── EXTRACTED ENTRIES
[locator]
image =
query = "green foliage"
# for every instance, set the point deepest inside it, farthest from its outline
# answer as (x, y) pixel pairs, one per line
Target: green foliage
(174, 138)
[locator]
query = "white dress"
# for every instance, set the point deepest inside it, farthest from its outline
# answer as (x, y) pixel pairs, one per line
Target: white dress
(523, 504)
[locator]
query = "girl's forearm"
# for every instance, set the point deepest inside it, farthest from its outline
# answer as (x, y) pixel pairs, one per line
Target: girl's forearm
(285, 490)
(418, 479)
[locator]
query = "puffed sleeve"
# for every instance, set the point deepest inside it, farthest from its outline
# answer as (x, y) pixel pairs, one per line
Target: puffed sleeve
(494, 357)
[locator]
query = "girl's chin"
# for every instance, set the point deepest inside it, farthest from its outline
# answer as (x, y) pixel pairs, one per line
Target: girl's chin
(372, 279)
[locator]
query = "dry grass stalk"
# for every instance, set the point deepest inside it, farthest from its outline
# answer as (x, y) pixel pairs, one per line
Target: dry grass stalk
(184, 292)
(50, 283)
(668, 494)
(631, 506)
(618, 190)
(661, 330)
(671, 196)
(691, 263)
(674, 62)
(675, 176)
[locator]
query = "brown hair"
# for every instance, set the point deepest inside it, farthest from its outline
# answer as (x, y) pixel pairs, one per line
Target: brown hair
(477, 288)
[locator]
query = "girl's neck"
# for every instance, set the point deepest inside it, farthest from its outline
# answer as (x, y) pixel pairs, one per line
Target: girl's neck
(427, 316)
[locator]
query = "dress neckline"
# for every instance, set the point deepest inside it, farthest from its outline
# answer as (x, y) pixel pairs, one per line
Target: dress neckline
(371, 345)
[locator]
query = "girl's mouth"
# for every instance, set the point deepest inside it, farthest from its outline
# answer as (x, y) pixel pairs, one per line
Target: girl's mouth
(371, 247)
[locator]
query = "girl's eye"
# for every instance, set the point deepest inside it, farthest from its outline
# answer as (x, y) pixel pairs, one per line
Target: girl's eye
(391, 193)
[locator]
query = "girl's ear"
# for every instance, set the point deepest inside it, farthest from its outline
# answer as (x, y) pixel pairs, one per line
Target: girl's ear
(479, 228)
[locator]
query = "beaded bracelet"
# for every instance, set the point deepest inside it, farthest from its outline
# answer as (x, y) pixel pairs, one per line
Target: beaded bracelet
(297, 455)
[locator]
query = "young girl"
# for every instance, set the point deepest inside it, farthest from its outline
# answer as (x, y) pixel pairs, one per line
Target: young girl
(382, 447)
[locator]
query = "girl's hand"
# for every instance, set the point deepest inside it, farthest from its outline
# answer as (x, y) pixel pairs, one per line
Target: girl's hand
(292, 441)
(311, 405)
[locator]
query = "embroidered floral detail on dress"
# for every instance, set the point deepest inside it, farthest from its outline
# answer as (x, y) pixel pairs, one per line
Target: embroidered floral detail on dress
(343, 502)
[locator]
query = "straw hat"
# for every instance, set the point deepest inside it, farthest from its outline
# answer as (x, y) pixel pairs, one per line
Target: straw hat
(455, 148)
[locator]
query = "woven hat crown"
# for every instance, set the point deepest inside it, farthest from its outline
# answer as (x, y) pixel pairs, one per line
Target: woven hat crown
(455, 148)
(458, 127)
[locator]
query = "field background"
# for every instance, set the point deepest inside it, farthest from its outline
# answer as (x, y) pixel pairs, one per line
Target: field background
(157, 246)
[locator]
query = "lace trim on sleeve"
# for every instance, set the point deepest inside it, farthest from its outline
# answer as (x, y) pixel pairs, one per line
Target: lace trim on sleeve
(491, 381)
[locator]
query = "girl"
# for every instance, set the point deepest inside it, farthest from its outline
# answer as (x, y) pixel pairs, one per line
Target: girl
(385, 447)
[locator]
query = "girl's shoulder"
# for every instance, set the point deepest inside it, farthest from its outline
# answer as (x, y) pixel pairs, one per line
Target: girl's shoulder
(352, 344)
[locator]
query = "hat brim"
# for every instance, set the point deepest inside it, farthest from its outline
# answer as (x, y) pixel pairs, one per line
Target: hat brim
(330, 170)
────
» **PROBLEM**
The response should contain each record above, retyped exactly.

» **TASK OUTPUT**
[locator]
image =
query = "green foliage"
# for every instance, set the point deepest inside it, farthest from its outline
# answer as (x, y) pixel pairs, one per line
Target: green foliage
(174, 138)
[locator]
query = "white dress"
# for every instance, set the point deepest inside it, farthest from its outline
# answer as (x, y) pixel pairs, one per line
Target: white dress
(523, 504)
[locator]
query = "girl's forearm"
# for every instance, set the point deepest inside it, farthest from its outline
# answer as (x, y) pixel pairs, one per line
Target: girl's forearm
(285, 490)
(418, 479)
[locator]
query = "puffed sleeve"
# for every instance, set the point deepest inside it, farthest from its outline
# answer as (x, y) pixel pairs, one per line
Target: puffed sleeve
(494, 357)
[locator]
query = "girl's chin"
# for every instance, set the point deepest inside it, farthest from its outline
# answer as (x, y) pixel pairs, one per line
Target: girl's chin
(372, 279)
[locator]
query = "dry grass stalk"
# for every instance, set the point deepest inside it, farthest from its outline
# answer as (x, y) pixel pairs, one per line
Target: dry grass stalk
(184, 292)
(50, 283)
(668, 494)
(631, 506)
(618, 190)
(661, 330)
(671, 196)
(691, 263)
(674, 62)
(675, 176)
[locator]
query = "brown hair"
# for every instance, set the point deepest inside it, farthest from its outline
# answer as (x, y) pixel pairs, one per line
Target: brown hair
(477, 288)
[locator]
query = "girl's neck"
# for every instance, set the point deepest inside it, farthest from its outline
# answer as (x, y) pixel pairs, one per line
Target: girl's neck
(427, 316)
[locator]
query = "dress neckline"
# for every instance, set the point deepest inside it, farthest from its outline
# answer as (x, y) pixel pairs, one per line
Target: dress neckline
(371, 345)
[locator]
query = "girl's mouth"
# for every instance, set the point deepest inside it, farthest from its outline
# answer as (x, y) pixel pairs, one per line
Target: girl's mouth
(371, 247)
[locator]
query = "girl's eye"
# for every instance, set the point deepest inside it, farthest from its outline
# answer as (x, y) pixel pairs, one per line
Target: girl's eye
(391, 193)
[locator]
query = "girl's ear"
# for every instance, set the point deepest inside it, farthest from its outline
# answer as (x, y) pixel pairs, one per line
Target: girl's ear
(479, 228)
[locator]
query = "beaded bracelet"
# for every instance, set the point deepest inside it, farthest from its outline
# answer as (x, y) pixel pairs, one per line
Target: beaded bracelet
(297, 455)
[locator]
query = "young girl"
# for every instance, set the point deepest inside it, farthest from its outline
# answer as (x, y) pixel pairs, one per line
Target: young girl
(382, 447)
[locator]
query = "girl's hand"
# for every instance, set the point deepest inside it, farthest from its outline
# answer as (x, y) pixel pairs, one per line
Target: girl's hand
(292, 441)
(311, 405)
[locator]
query = "embroidered floral detail on dress"
# for every instance, set the point deepest inside it, farthest from its outline
# answer as (x, y) pixel pairs, one per line
Target: embroidered floral detail on dress
(343, 502)
[locator]
query = "straw hat"
# for every instance, set the point deepest inside it, farthest from its outline
# answer as (x, y) pixel pairs, one per line
Target: straw hat
(455, 148)
[locator]
query = "woven hat crown"
# for every instance, set the point deepest inside it, farthest from its outline
# answer as (x, y) pixel pairs, one per line
Target: woven hat crown
(455, 148)
(458, 127)
[locator]
query = "field background"
# for every instance, set the point deepest inside it, farthest from its outline
# answer as (x, y) pixel pairs, one per line
Target: field background
(157, 246)
[locator]
query = "lace trim on sleeve"
# for every instance, set the point deepest inside it, farthest from its outline
# answer as (x, y) pixel pairs, one per line
Target: lace trim on sleeve
(491, 381)
[locator]
query = "girl"
# for every instance, set the point deepest inside it, farthest from its outline
# answer as (x, y) pixel pairs, one per line
Target: girl
(385, 447)
[locator]
query = "girl's shoulder"
# for every instance, set the point deepest inside it, farthest from its outline
# answer as (x, y) pixel pairs, one per line
Target: girl's shoulder
(352, 344)
[locator]
query = "hat brim"
# for every instance, set the point deepest inside it, farthest from its outline
# answer as (x, y) pixel pairs, one per line
Target: hat brim
(330, 170)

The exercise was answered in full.